-- WORK INSTRUCTIONS --
Of all the entries below, only the lines from the one with "Wildlife-tally tagging: find every instance of the leafy" up to and including the one with "Wildlife-tally tagging: find every instance of the horizontal" are to be duplicated exactly.

-- GIVEN RECORDS --
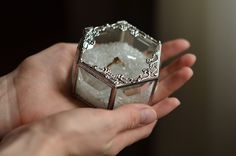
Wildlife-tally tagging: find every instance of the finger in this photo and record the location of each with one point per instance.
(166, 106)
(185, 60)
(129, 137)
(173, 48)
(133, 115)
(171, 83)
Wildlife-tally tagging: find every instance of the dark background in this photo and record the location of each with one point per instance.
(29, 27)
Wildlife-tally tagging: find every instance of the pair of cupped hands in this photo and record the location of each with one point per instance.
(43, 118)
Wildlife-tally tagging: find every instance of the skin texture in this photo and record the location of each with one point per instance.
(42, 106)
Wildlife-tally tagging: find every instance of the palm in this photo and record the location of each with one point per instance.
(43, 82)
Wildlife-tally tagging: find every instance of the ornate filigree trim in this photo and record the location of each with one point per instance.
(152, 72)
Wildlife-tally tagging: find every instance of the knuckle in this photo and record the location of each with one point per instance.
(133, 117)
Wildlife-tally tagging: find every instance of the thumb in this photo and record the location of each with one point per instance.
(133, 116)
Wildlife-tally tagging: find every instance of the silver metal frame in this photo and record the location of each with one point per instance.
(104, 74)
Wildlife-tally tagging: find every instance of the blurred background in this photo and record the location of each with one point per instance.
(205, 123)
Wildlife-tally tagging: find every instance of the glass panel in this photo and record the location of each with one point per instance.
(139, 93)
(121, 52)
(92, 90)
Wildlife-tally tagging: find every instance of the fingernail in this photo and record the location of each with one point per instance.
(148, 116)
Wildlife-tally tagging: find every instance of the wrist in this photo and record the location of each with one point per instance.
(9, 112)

* * *

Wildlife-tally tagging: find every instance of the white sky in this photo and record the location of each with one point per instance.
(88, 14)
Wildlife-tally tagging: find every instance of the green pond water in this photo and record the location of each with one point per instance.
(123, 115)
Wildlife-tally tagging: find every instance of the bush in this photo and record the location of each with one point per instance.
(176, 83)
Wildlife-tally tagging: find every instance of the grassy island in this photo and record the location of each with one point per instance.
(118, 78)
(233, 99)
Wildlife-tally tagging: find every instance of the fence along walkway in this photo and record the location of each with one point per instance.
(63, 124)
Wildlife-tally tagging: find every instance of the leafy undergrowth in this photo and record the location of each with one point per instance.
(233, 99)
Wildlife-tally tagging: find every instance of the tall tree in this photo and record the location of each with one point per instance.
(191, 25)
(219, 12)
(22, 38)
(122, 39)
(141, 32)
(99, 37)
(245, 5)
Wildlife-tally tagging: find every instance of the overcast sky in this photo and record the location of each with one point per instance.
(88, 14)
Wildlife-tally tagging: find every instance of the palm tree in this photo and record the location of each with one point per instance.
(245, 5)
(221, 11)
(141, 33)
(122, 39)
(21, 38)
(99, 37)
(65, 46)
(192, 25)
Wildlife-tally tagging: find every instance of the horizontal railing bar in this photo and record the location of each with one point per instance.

...

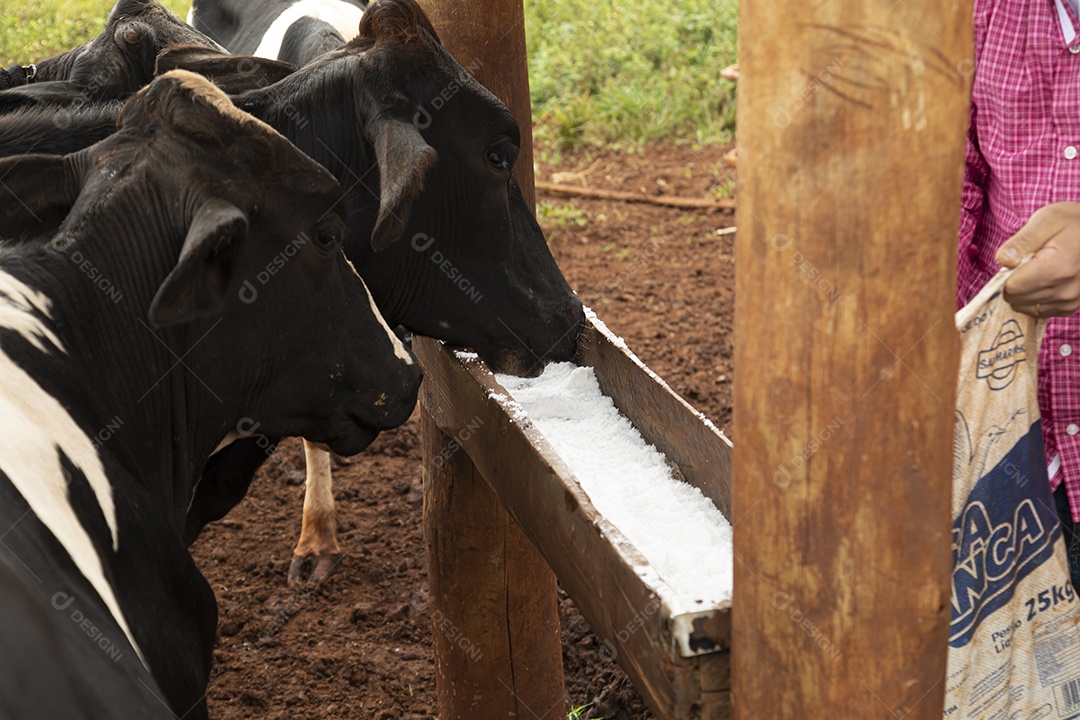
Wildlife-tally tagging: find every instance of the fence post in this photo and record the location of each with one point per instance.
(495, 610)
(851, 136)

-- SOLUTION TO THIS PROBLEM --
Wildlife-tally tagging: find every instance of the leafy undergrowth in this photo and record the location of each with one point per instance.
(233, 99)
Wildlife-tally tagging: find every instance of the tall tree in this photo and record the location of each with one point per instance.
(191, 25)
(219, 12)
(22, 38)
(122, 39)
(141, 32)
(99, 37)
(245, 5)
Wildlife-tally tagging: find every instance of the overcast sky in this photo and record the location of each with one point per instance.
(88, 14)
Wildlife-tally tagging: find every instance of the palm tree in this photo and record the location of each with one point per instance.
(245, 5)
(221, 11)
(141, 33)
(122, 39)
(21, 38)
(99, 37)
(65, 46)
(192, 25)
Wildlife-tally tagging: find every instance of the horizontal railing bar in this photo and record the location of each with one point per instance.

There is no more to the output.